10.Severability.  If any provision or provisions of this Agreement shall be held to be invalid, illegal or unenforceable for any reason whatsoever: (a) the validity, legality and enforceability of the remaining provisions of this Agreement (including, without limitation, each portion of any section of this Agreement containing any such provision held to be invalid, illegal or unenforceable, that is not itself invalid, illegal or unenforceable) shall not in any way be affected or impaired thereby; and (b) to the fullest extent possible, the provisions of this Agreement (including, without limitation, each portion of any Section of this Agreement containing any such provision held to be invalid, illegal or unenforceable, that is not itself invalid, illegal or unenforceable) shall be construed so as to give effect to the intent manifested by the excised provision.

11.Contribution.  To the fullest extent permissible under applicable law, if the indemnification provided for in this Agreement is unavailable for any reason, the Corporation, in lieu of indemnifying Indemnitee, shall contribute to the amount incurred by Indemnitee, whether for judgments, fines, penalties, excise taxes, amounts paid or to be paid in settlement and/or for Expenses, in connection with any claim relating to an indemnifiable event under this Agreement, in such proportion as is deemed fair and reasonable in light of all of the circumstances of such Proceeding in order to reflect (i) the relative benefits received by the Corporation and Indemnitee as a result of the event(s) and/or transaction(s) giving cause to such 

Proceeding; and/or (ii) the relative fault of the Corporation (and its directors, officers, employees and agents) and Indemnitee in connection with such event(s) and/or transaction(s).

12.Definitions.  For purposes of this Agreement:

a.“Change in Control” means a change in control of the Corporation of a nature that would be required to be reported in response to Item 6(e) of Schedule 14A of Regulation 14A (or in response to any similar item or any similar schedule or form) promulgated under the Securities Exchange Act of 1934, as amended (the “Act”), whether or not the Corporation is then subject to such reporting requirement; provided, however, that, without limitation, such a Change in Control shall be deemed to have occurred if (i) any “person” or “group” (as such terms are used in Sections 13(d) and 14(d) of the Act) is or becomes the “beneficial owner” (as defined in Rule 13d-3 under the Act), directly or indirectly, of securities of the Corporation representing twenty percent (20%) or more of the combined voting power of the Corporation’s then outstanding securities without the prior approval of at least two-thirds of the members of the Board in office immediately prior to such person attaining such percentage interest; (ii) the Corporation is a party to a merger, consolidation, sale of assets or other reorganization, or a proxy contest, as a consequence of which members of the Board in office immediately prior to such transaction or event constitute less than a majority of the Board thereafter; or (iii) during any period of two (2) consecutive years, individuals who at the beginning of such period constituted the Board (including for this purpose any new director whose election or nomination for election by the Corporation’s stockholders was approved by a vote of at least two-thirds of the directors then still in office who were directors at the beginning of such period) cease for any reason to constitute at least a majority of the Board.

Problems to work on:
**a.** Say whether each statement agrees with the agreement excerpt. Answer yes or no for each, and quote the words from the excerpt that decide it.
(i) A Change in Control is deemed to occur when a person or group becomes the beneficial owner of securities carrying 20% or more of the combined voting power without prior approval from at least two-thirds of the Board members then in office.
(ii) If one provision is held invalid, the remaining provisions of the Agreement are affected as well.
(iii) The test based on Board turnover looks at a period of three consecutive years.
**b.** The Contribution section of the agreement excerpt names the kinds of amounts incurred by Indemnitee that the Corporation contributes toward. List all of them.
**c.** Continue the agreement excerpt, starting right after its last sentence.
The records have nothing to do with the agreement excerpt.

Object detection data:
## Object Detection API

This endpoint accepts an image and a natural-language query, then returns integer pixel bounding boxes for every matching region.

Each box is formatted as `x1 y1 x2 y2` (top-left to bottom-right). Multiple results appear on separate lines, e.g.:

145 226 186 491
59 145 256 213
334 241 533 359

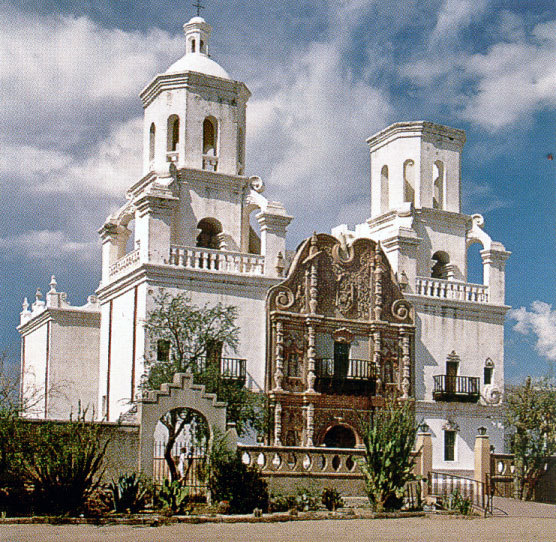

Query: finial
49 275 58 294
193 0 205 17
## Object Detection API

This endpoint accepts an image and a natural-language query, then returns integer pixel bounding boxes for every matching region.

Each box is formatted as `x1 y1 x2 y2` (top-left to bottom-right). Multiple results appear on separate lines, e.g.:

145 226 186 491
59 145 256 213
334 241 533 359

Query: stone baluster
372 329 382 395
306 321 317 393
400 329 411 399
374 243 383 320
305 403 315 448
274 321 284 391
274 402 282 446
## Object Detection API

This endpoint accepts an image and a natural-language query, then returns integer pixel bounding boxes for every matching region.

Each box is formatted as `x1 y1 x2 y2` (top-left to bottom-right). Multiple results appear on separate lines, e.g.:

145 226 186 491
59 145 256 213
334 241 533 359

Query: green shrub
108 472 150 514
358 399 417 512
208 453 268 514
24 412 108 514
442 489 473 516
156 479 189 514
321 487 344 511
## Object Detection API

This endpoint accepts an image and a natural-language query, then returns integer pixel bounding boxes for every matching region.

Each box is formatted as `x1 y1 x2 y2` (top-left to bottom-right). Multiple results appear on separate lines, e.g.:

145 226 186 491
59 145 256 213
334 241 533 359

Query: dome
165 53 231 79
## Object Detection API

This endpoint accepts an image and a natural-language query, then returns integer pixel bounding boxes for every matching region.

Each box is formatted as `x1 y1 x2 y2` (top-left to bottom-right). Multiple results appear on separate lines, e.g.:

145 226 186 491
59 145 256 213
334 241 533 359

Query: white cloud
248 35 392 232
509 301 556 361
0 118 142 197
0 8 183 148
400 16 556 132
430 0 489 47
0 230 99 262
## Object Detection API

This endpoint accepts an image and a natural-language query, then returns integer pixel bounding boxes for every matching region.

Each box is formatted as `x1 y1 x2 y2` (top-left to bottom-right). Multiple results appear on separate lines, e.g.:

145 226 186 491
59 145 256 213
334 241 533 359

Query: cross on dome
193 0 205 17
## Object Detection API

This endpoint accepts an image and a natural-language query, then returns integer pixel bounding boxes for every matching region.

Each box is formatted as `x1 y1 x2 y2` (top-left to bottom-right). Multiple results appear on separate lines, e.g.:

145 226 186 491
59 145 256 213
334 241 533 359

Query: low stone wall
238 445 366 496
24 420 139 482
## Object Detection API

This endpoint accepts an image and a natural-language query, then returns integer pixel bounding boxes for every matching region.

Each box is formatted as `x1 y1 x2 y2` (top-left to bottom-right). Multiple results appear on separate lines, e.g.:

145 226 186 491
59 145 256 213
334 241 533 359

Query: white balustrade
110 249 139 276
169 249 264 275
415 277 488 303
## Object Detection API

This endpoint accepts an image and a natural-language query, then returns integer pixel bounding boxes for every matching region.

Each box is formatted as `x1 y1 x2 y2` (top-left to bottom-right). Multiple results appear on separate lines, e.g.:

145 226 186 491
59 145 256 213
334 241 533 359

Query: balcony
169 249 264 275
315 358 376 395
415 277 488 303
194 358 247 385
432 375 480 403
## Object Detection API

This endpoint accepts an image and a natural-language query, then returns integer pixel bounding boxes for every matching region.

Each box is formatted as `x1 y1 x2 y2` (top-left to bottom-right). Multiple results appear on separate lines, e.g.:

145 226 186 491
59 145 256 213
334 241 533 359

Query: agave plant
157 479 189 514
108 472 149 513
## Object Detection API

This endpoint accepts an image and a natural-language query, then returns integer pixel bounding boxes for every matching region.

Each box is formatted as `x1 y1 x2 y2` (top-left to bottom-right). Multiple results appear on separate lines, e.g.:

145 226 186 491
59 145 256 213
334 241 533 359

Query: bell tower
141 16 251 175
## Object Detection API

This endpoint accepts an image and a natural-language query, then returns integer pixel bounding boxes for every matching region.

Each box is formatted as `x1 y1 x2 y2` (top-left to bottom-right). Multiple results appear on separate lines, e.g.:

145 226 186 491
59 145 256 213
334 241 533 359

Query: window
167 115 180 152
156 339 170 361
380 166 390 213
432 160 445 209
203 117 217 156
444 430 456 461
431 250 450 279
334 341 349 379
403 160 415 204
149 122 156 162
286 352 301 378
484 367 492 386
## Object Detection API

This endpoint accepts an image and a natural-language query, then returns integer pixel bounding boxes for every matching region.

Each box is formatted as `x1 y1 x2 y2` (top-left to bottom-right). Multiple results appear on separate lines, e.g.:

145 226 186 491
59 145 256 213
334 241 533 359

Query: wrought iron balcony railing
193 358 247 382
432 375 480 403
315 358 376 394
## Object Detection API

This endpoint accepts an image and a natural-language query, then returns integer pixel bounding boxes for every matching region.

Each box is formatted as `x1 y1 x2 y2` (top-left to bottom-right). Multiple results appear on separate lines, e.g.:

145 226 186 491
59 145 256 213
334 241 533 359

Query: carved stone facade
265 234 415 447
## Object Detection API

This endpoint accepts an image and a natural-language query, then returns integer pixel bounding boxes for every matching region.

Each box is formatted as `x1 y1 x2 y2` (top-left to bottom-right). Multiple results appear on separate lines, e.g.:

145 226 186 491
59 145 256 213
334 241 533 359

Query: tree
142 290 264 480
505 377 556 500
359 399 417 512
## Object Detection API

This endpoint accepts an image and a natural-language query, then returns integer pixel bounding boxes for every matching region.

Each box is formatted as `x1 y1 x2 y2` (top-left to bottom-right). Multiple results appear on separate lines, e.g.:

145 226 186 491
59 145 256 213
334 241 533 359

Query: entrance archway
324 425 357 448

Task-by-task answers:
**a.**
(i) Yes: "representing twenty percent (20%) or more of the combined voting power of the Corporation’s then outstanding securities without the prior approval of at least two-thirds of the members of the Board in office immediately prior to such person attaining such percentage interest"
(ii) No: "shall not in any way be affected or impaired thereby"
(iii) No: "during any period of two (2) consecutive years"

**b.** judgments; fines; penalties; excise taxes; amounts paid or to be paid in settlement; Expenses

**c.**
b.“Corporate Status” describes the status of a person who is or was or has agreed to become a director of the Corporation, or is or was an officer, employee, agent or fiduciary of the Corporation, any of its wholly-owned subsidiaries, or any other domestic or foreign corporation, partnership, joint venture, limited liability company, trust, employee benefit plan or other enterprise that such person is or was serving at the request of the Corporation.

c.“Derivative Claim” means a Proceeding by or in the right of the Corporation to procure a judgment in its favor.

d.“DGCL” means the Delaware General Corporation Law.

e.“Disinterested Director” means a director of the Corporation who is not and was not a party to the Proceeding in respect of which indemnification is sought by Indemnitee.

f.“Expenses” shall include all reasonable attorneys’ fees and reasonable expenses, retainers, court costs, transcript costs, fees and expenses of experts and witnesses, travel expenses, duplicating costs, printing and binding costs, telephone charges, postage, delivery service fees, and all other disbursements or expenses of the type customarily incurred in connection with prosecuting, defending, preparing to prosecute or defend, being a witness in or investigating a Proceeding or any appeal resulting therefrom, including without limitation the premium, security for, and other costs relating to any cost bond, supersedeas bond, or other appeal bond or its equivalent.  Expenses shall include expenses incurred in preparing 

and forwarding statements pursuant to Section 6 hereof to the Corporation (which statements may be prepared so as not to cause any waiver of attorney-client privilege by Indemnitee). For avoidance of doubt, Indemnitee shall not be required to utilize counsel selected by or representing the Corporation or any other Indemnitee without the express consent of Indemnitee, which consent may be withheld in his or her discretion.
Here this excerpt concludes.